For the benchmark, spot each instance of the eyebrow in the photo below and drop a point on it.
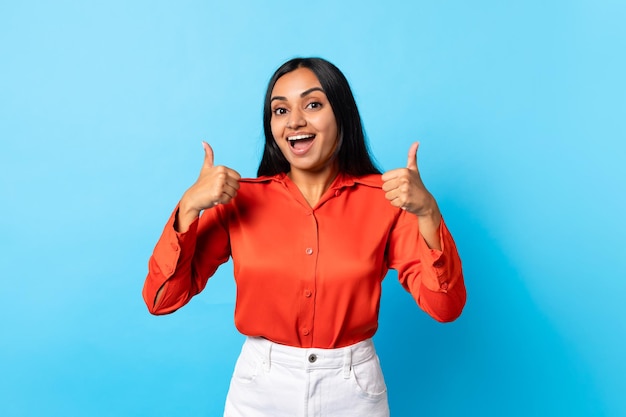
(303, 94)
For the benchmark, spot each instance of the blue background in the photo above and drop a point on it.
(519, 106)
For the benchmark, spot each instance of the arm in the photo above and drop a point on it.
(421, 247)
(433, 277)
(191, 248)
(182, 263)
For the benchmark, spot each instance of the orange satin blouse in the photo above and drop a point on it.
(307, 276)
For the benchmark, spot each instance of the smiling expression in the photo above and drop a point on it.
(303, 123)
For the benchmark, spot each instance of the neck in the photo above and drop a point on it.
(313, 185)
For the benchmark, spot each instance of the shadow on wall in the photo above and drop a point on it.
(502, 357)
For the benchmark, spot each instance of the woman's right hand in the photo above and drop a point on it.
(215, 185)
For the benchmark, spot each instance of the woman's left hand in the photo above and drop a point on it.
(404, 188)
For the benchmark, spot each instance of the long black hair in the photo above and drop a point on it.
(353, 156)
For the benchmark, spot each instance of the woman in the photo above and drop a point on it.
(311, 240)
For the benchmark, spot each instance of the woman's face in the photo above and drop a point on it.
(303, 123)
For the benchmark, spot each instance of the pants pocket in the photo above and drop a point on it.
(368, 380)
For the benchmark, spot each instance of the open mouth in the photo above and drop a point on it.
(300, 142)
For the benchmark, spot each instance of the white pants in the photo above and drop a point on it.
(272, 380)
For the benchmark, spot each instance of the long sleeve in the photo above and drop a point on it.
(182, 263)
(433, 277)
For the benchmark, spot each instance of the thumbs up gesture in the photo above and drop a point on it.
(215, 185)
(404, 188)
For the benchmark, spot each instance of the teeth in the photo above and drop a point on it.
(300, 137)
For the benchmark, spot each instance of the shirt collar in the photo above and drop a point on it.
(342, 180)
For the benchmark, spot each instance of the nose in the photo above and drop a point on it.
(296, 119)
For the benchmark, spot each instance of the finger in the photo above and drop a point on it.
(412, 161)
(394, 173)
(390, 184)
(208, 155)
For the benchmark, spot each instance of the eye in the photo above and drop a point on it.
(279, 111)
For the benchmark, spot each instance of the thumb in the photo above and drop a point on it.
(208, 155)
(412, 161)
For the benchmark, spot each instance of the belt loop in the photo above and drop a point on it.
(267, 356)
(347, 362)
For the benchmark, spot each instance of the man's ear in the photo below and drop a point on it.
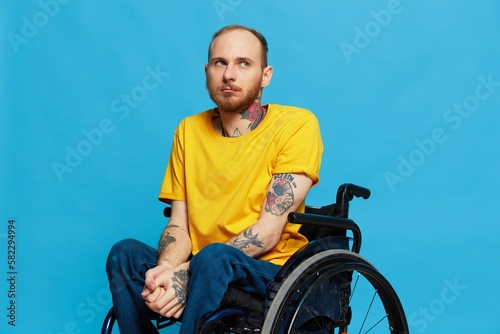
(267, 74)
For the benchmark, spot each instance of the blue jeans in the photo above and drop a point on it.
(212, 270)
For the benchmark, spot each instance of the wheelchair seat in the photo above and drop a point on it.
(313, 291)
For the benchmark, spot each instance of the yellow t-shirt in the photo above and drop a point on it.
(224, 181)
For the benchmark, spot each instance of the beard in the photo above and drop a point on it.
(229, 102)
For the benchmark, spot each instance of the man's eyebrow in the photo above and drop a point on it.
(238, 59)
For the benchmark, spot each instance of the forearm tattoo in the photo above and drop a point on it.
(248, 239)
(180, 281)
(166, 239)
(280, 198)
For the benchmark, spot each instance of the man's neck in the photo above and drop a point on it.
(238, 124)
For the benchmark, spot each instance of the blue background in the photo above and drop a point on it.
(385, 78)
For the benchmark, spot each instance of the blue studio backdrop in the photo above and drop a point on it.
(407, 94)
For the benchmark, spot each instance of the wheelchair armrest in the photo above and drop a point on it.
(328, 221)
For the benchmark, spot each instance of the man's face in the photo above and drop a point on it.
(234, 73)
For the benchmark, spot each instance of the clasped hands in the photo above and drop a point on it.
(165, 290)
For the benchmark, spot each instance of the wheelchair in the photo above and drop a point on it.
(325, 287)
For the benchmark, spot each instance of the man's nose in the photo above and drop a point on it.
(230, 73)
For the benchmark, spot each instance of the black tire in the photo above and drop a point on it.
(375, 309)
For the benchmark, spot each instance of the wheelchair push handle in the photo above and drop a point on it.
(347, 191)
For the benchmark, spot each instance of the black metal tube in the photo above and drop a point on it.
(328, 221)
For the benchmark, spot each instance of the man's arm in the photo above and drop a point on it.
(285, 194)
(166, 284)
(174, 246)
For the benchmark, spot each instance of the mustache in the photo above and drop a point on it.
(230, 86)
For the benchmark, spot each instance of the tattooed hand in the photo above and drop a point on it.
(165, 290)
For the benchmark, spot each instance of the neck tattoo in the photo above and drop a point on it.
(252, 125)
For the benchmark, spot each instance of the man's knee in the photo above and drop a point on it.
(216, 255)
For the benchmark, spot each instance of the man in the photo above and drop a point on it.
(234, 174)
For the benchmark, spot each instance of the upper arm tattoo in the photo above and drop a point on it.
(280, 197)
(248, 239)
--
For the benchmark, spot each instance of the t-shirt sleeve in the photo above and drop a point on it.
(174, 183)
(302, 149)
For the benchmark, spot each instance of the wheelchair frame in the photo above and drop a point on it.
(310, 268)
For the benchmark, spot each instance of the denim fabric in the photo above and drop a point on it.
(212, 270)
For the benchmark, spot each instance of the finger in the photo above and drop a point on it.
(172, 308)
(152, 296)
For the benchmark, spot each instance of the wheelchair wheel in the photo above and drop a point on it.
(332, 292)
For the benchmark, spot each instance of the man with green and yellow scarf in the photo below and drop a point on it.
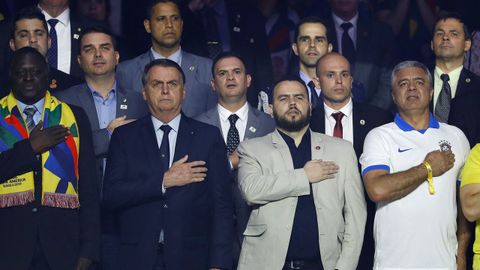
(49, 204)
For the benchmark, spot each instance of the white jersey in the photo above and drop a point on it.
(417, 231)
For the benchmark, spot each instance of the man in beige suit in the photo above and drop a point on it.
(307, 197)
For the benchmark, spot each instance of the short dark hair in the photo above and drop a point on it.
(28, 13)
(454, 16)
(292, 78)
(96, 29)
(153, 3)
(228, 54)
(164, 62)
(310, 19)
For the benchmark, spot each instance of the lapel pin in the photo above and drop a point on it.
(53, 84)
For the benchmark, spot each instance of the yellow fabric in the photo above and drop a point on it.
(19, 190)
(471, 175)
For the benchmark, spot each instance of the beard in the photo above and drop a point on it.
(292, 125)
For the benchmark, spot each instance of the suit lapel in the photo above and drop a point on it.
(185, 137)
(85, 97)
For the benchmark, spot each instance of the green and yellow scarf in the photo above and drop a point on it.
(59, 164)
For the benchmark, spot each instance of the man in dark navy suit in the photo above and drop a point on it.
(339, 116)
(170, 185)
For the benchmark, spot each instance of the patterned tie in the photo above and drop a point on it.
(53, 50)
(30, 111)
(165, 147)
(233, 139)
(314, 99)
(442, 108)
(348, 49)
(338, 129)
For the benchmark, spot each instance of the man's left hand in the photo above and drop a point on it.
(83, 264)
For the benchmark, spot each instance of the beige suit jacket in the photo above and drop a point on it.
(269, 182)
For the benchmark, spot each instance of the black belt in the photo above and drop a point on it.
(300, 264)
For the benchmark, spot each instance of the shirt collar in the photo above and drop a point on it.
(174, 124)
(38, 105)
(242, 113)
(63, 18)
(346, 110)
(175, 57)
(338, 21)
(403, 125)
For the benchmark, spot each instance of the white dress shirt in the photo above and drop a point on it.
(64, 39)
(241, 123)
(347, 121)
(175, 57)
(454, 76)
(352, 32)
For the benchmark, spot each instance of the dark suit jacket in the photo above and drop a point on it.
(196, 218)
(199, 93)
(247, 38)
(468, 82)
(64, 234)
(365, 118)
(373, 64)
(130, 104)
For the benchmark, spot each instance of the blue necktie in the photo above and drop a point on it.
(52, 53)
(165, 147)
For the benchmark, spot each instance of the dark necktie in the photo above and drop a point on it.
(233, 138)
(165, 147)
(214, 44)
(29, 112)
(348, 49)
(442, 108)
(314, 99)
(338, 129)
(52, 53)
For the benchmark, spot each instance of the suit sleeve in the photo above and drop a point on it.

[WHAT THE TASK REQUIRES] Repeat the lines word for word, beginning at the line that contains "For the benchmark, spot each instance of the dark necktie" and stopping after the line that contains "For the benchmark, spot each instance of the suit sleeve".

[FINAL RESULT]
For the benchmark, spot each instance of the dark necktie in the photo above and drop a point on it.
(233, 138)
(165, 147)
(214, 44)
(29, 112)
(348, 49)
(442, 108)
(314, 99)
(338, 129)
(52, 53)
For the benchmark, spot each instance of the suit sleeve in the photo above and drop a point on it.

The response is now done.